If not, go back and work on everything else, and also put away every electronic device—the i-phone is the enemy of writing a novel, and if I had an i-phone I would never focus enough to write another novel.  I have a flip  phone, from 1994.

What are the last lines of favorites I’ve mentioned before?

1.“The offing was barred by a black bank of clouds, and the tranquil waterway leading to the uttermost ends of the earth flowed somber under an overcast sky—seemed to lead into the heart of an immense darkness.”  Heart of Darkness

2.“The warder who came in to prepare her for the sixth session of exorcism found her dead of love in her bed, her eyes radiant and her skin like that of a new=born baby; strands of hair gushed like bubbles as they grew back on her shaved head.”  Of Love and Other Demons

What are the last lines of a few of my novels?

INFORMATION PROVIDED
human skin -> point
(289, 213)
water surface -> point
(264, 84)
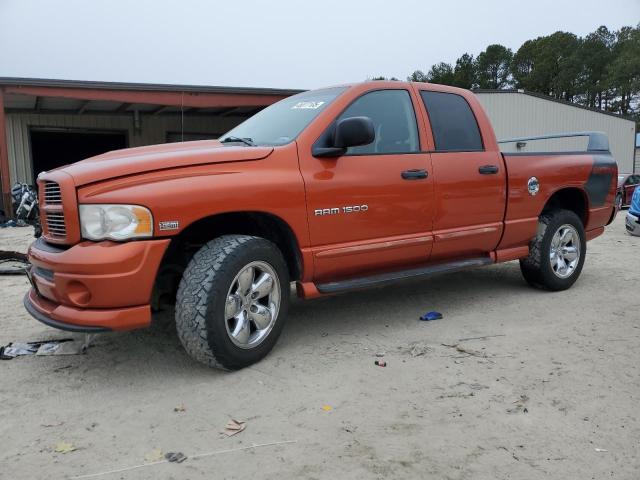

REQUIRED TASK A
In the text on novel endings, rewrite the section starting with "What are the last lines of favorites" and going on through "of my novels?", swapping "warder" for "guard".
REQUIRED TASK B
Which parts of the body are mentioned in the last line quoted from Of Love and Other Demons in the text on novel endings? Name all of them.
The material above comes from a separate source, not from the text on novel endings.

FINAL RESULT A
What are the last lines of favorites I’ve mentioned before?

1.“The offing was barred by a black bank of clouds, and the tranquil waterway leading to the uttermost ends of the earth flowed somber under an overcast sky—seemed to lead into the heart of an immense darkness.”  Heart of Darkness

2.“The guard who came in to prepare her for the sixth session of exorcism found her dead of love in her bed, her eyes radiant and her skin like that of a new=born baby; strands of hair gushed like bubbles as they grew back on her shaved head.”  Of Love and Other Demons

What are the last lines of a few of my novels?

FINAL RESULT B
eyes, skin, hair, head